Exercise task –
Write each line word for word, from the line that contains "Expected: for each instance of the orange" through the last line of the material below.

Material for this task –
──────
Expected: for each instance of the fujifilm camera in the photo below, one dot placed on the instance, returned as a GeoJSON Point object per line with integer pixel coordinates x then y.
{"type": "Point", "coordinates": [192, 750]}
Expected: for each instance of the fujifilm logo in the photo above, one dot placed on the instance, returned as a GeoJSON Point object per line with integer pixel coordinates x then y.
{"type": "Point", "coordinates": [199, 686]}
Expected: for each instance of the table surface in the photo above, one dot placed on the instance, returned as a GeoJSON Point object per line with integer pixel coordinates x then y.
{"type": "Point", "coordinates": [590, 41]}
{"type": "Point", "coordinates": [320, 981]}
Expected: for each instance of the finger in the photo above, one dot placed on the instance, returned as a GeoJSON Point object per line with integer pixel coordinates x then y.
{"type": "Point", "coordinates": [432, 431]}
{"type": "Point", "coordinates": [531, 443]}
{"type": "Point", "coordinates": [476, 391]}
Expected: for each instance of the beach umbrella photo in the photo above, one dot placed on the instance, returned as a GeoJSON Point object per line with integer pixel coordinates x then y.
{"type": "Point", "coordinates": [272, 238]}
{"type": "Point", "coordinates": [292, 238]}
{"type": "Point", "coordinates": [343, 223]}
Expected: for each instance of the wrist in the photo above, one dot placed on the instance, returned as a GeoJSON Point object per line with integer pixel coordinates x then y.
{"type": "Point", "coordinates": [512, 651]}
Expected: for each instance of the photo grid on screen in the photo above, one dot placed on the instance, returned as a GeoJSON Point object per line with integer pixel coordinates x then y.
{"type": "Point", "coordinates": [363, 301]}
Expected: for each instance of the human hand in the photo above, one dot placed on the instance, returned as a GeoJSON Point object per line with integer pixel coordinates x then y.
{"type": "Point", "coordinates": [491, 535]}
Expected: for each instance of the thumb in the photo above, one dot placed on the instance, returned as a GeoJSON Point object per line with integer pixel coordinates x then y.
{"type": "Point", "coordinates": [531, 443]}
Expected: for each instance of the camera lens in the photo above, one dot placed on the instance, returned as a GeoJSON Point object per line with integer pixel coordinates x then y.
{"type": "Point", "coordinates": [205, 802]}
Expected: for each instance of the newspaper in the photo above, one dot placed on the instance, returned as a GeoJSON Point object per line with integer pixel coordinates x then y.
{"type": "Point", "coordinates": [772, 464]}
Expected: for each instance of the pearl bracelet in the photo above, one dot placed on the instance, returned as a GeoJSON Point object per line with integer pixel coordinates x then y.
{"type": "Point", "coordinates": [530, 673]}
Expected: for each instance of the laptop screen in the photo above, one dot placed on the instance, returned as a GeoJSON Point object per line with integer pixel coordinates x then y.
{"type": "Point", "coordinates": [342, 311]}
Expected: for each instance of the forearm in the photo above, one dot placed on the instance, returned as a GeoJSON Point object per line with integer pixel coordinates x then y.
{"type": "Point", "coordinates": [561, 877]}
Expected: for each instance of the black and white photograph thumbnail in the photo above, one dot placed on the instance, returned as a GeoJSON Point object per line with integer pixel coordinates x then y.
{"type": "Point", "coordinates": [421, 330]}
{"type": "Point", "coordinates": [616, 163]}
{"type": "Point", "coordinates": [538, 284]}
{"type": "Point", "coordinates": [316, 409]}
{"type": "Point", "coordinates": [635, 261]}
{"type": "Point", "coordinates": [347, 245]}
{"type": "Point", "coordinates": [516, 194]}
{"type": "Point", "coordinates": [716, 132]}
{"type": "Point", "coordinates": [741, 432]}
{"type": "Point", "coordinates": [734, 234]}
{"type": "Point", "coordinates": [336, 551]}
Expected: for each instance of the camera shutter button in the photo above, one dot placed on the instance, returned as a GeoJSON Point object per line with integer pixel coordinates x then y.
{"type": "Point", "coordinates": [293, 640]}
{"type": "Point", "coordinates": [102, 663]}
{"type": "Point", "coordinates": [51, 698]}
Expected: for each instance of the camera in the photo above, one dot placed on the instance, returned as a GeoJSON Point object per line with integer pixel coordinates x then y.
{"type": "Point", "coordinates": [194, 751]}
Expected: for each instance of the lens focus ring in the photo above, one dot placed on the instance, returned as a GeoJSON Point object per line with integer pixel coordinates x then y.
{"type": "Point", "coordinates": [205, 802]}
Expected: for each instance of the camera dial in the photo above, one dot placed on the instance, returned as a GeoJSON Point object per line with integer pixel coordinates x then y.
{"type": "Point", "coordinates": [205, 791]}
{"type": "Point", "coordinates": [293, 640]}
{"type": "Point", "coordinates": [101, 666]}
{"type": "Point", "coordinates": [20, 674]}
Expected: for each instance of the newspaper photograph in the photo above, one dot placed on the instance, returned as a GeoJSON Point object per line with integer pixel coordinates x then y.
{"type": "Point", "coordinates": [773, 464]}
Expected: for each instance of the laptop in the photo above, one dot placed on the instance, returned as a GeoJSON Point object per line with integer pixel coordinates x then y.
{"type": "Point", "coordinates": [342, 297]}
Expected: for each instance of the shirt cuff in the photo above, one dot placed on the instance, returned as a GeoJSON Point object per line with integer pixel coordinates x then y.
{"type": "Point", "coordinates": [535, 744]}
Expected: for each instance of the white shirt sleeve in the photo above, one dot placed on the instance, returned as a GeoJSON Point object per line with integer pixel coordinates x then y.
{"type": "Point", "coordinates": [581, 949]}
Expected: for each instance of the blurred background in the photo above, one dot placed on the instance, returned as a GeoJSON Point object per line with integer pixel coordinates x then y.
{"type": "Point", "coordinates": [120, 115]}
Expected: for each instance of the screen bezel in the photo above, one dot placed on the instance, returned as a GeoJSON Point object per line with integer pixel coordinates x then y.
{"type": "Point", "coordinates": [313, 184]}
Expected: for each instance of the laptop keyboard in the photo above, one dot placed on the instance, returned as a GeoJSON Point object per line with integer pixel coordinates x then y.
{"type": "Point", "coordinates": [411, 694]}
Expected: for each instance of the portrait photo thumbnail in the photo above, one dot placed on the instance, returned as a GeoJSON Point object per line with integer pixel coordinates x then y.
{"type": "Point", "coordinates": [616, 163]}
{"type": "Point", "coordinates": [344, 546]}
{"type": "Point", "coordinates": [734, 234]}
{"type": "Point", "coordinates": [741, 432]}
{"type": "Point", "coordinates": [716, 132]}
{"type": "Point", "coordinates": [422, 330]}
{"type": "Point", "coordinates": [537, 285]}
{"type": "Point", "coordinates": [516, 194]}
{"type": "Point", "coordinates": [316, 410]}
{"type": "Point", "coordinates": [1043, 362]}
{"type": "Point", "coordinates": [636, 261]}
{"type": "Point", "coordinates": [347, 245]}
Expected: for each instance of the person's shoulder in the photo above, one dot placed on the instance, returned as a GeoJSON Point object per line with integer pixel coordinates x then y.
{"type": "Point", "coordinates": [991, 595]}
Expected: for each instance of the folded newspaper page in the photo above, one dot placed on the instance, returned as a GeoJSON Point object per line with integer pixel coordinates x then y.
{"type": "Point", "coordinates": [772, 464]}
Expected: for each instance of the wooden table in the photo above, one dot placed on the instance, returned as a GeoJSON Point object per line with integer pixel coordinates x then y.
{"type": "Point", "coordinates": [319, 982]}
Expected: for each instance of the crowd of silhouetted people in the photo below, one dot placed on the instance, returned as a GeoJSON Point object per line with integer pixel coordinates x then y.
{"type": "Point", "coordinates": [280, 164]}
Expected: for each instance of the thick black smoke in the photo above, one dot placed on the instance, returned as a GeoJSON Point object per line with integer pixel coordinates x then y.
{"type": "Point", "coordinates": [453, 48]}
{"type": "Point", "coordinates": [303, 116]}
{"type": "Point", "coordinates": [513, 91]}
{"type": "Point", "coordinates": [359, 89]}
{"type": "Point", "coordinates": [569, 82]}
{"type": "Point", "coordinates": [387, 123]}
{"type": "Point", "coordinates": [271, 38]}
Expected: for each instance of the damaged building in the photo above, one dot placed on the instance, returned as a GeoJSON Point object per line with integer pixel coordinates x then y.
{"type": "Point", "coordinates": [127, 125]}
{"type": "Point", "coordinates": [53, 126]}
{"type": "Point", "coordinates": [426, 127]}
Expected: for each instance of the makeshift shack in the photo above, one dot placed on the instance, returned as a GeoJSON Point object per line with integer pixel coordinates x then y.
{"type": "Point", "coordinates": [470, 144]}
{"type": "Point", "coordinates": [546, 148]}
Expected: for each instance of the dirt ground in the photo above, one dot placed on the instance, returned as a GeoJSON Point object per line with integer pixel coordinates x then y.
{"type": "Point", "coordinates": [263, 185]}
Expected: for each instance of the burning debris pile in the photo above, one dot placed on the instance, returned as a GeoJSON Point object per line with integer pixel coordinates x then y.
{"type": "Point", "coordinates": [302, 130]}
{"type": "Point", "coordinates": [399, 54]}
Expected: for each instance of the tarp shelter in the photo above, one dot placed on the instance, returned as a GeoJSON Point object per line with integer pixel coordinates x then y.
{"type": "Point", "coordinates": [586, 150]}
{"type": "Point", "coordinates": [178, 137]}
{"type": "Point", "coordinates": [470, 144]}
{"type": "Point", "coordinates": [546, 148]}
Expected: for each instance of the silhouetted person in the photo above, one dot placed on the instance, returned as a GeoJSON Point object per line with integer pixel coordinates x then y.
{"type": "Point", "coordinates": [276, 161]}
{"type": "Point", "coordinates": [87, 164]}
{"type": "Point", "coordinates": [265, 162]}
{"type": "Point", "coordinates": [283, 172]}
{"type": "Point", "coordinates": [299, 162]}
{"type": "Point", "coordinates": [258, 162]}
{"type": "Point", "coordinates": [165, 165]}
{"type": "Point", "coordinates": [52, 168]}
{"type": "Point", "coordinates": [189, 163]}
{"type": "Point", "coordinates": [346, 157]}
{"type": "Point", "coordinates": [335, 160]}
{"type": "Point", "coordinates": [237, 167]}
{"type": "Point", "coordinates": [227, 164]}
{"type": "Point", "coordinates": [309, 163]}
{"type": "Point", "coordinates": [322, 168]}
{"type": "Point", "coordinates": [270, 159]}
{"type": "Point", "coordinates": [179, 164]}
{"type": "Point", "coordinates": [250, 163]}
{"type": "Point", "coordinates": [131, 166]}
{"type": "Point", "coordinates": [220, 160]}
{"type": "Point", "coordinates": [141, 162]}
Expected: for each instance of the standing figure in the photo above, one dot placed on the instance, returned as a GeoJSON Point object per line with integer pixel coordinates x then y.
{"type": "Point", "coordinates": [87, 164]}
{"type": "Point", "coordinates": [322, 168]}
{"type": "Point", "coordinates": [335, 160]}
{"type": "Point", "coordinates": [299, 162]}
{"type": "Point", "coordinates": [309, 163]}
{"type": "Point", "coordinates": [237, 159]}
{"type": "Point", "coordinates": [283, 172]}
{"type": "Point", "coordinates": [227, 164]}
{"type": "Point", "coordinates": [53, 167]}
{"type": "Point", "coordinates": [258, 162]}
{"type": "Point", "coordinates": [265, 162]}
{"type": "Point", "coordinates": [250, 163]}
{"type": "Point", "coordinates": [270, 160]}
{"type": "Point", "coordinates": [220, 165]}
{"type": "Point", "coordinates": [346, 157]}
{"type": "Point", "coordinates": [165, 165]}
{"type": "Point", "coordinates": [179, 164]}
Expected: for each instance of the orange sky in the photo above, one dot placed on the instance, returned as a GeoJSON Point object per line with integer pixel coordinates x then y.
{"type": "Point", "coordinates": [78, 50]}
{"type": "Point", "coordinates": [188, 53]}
──────
Expected output –
Expected: for each instance of the orange sky in the photo above, one dot placed on the instance, returned as a GeoJSON Point object per line with integer pixel coordinates x then y.
{"type": "Point", "coordinates": [78, 50]}
{"type": "Point", "coordinates": [188, 53]}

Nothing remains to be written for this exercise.